Start of Source passage

What is the work of data management and analysis for if we don’t properly gather, utilize, and listen to the information we say we’re seeking? While it is reasonable to believe in the burden of proof, endless data collection with no clear direction in mind to address related phenomena is a waste of everyone’s time. In the next few iterations of this column, we will be looking at how to improve equity in each step of data utilization, beginning with its collection.
As stated in this column’s previous issues, one of the most obvious ways to ensure that data is both equitably collected and utilized is to ensure diversity within the group of people utilizing it. However, as Caroline Criado Perez stated in a 2020 TIME article, We Need to Close the Gender Data Gap By Including Women in Our Algorithms, “Closing this data gap is both easy and hard. It’s easy because it has a very simple solution: collect sex-disaggregated data. But it’s hard because the gender data gap is not the product of a conspiracy by a group of misogynistic data scientists.” Bias is ingrained in all of us, and even if those in charge were 51 percent female and 49 percent male (as is the general makeup of the world, not accounting for those who identify outside the gender binary), it would not solve all of our data issues. Is this an excuse to slack off on hiring women in the data and information fields? Certainly not, but it is a reason to double check the prejudice and partiality of everyone’s work, regardless of gender or otherwise identification.
As we cannot rely on our instincts to guarantee representation in studies and beyond, it is crucial to advocate for the implementation of clear policies and systems to keep us in check. Consider, for example, the Rooney Rule. It originated as a National Football League policy, requiring teams within the league to interview minority candidates for senior football operation and head coaching jobs. There is no hiring quota, the interviewed pool is simply not allowed to be entirely white. The practice has been extended to many other fields, where pools of candidates for various positions must include a certain percentage of women and people of color. In this way, though we know that hiring almost always includes some bias, a methodology is in place that attempts to subvert prejudice and push processes in a more equitable direction. The Rooney Rule (while a good practice that everyone should use when recruiting new hires) does not exactly fit the bill for data collection. It does, however, leave some numbers games up to a set procedure, which I propose all data-gathering organizations and individuals do as well.

End of Source passage
Start of Source data

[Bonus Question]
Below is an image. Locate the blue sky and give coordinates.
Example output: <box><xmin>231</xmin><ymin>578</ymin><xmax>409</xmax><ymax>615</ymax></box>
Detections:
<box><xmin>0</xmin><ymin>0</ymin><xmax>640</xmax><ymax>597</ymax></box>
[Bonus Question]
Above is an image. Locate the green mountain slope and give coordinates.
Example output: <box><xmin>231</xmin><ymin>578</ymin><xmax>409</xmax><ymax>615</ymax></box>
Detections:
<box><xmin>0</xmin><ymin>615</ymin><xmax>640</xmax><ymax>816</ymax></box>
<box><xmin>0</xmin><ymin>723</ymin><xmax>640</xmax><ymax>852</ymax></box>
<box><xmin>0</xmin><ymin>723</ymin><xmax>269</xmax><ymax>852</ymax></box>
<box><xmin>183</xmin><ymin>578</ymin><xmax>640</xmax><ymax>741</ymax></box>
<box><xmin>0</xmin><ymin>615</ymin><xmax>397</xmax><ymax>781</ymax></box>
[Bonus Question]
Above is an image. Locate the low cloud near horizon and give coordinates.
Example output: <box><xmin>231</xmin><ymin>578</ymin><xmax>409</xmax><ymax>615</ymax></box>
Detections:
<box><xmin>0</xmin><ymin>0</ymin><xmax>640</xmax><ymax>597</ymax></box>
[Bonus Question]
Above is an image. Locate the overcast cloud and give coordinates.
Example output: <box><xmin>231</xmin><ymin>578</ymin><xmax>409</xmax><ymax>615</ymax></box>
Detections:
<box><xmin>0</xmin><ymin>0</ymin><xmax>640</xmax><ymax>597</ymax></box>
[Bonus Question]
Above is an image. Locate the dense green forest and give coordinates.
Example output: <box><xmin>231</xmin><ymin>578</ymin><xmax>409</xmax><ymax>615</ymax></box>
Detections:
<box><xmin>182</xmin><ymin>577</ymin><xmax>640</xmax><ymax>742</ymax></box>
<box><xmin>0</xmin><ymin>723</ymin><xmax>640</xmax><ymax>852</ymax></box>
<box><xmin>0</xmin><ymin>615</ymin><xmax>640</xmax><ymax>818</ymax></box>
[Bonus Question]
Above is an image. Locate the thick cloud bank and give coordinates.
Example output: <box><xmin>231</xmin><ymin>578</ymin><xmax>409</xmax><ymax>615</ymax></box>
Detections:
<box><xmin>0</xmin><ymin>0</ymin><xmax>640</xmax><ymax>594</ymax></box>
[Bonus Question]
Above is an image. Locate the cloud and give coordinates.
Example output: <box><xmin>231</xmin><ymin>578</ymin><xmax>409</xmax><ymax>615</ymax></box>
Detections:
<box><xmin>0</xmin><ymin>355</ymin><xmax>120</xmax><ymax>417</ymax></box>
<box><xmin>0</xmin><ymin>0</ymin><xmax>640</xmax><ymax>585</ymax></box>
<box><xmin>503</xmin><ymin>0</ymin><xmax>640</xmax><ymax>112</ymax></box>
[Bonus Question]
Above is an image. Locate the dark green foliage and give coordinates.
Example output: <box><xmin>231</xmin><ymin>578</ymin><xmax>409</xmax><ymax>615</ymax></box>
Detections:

End of Source data

Brief 1: According to the passage on equity in data collection, what did the Rooney Rule originally require of National Football League teams?
Brief 2: Resume the passage on equity in data collection after its final sentence and extend it by a paragraph or two.

Task answer 1: Teams had to interview minority candidates for senior football operation and head coaching jobs.

Task answer 2:
It is an unfortunate reality that studies are very rarely representative of the people they are attempting to survey and that we cannot trust our own judgement when it comes to representation. It has been shown that when scanning a large group of people, we overestimate the representation women and minorities have within the group. For example, if you walk by a crowd that is 40% female and 60% male, you will likely assume it was majority female. Criado Perez continues in her TIME article:
“From cars that are 71% less safe for women than men (because they’ve been designed using a 50th-percentile male dummy), to voice-recognition technology that is 70% less likely to accurately understand women than men (because many algorithms are trained on 70% male data sets), to medication that doesn’t work when a woman is on her period (because women weren’t included in the clinical trials), we are living in a world that has been designed for men because for the most part, we haven’t been collecting data on women.”
It seems that we must install a rule wherein trials and studies must utilize sample sizes that are representative of the population projected to be affected by its outcomes. If a medication will be used by people of all genders, then those genders must all be represented in the trials. Just as we cannot assume male, we cannot assume white, cisgender, or any other identities. And if we cannot leave the work of counteracting assumptions up to human error or machine error, we might have to take pen to paper when accounting for accurate groupings. Algorithms reflect the partiality of their creators and will not save us, but good old-fashioned rules could.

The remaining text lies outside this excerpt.